What is a: Nerggard electronic water level sensor and feed water by-pass valve control?

I am collecting methods of sensing levels in the boiler.

Thanks,
Jim
Re: Trying to reconcile history vs technology.
May 10, 2023 04:58AM
Nergaard's water level sensor is a capacitance gauge.
Re: Trying to reconcile history vs technology.
May 11, 2023 09:27AM
How can I find out more about the sensor, is it available as a product?
Does someone have a picture of how it looks installed?

Thanks,
Jim
Re: Trying to reconcile history vs technology.
May 11, 2023 10:50AM
Nerggard electronic water level sensor

David’s water level sensor is a variable lineal capacitor.

Rolly
Re: Trying to reconcile history vs technology.
May 11, 2023 11:21AM
I have an article that Dave wrote on the topic. Unfortunately, it is a text file so maybe a bit harder to read. It is at the bottom of the page but does not have a schematic.

These gauges work by measuring the capacitance between two charged, insulated surfaces -- the water level varying between these surfaces. Typically they would either be plates or tube in tube.

The way this is done is to use a resistor/capacitance circuit to build an oscillator, the frequency will vary with the capacitance between the charged plates, which will vary with water depth. The frequency can then be converted to a voltage to read on a gauge or to a digital signal for a display or processor. The oscillator could be built up out of a 555 timer analog integrated circuit and there are any number of ways to convert the frequency to an output voltage. Preferably, you would use an operation amplifier so as to be able to turn the lowest frequency into zero volts and the highest frequency into whatever is the top of your voltage meter.

Region annotation entries
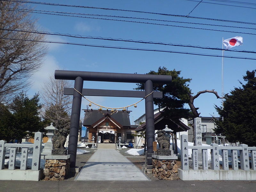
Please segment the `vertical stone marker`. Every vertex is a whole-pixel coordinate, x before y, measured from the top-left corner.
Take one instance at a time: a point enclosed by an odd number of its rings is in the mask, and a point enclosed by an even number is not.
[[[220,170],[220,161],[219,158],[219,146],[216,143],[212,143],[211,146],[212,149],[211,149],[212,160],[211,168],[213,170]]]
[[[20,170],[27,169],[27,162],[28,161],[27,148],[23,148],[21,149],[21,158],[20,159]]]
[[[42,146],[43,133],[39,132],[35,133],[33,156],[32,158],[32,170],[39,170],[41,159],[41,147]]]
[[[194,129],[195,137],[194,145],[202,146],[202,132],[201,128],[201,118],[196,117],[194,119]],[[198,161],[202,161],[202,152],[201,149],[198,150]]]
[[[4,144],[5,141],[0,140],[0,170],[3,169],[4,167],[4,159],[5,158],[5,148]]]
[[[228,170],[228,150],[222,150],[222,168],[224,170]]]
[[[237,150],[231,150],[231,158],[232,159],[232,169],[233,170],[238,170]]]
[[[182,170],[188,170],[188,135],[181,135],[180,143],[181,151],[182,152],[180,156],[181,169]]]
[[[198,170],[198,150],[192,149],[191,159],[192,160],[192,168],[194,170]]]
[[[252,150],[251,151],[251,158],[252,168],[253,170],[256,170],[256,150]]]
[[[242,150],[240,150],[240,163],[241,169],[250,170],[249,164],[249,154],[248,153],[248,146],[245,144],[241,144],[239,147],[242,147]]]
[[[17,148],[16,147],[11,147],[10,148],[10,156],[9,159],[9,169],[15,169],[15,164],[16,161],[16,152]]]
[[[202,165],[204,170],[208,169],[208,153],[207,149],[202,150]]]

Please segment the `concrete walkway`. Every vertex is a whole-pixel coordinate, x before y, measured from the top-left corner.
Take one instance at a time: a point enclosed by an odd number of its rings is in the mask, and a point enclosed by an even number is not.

YOUR TASKS:
a – In the thread on boiler water level sensors, what integrated circuit could the oscillator be built from?
b – Pull out every row that contains the word "segment", copying each one in full.

TASK-BY-TASK ANSWERS:
a – A 555 timer analog integrated circuit.

b –
Please segment the `vertical stone marker`. Every vertex is a whole-pixel coordinate, x before y, measured from the top-left corner.
Please segment the `concrete walkway`. Every vertex is a whole-pixel coordinate, x before y, measured from the top-left corner.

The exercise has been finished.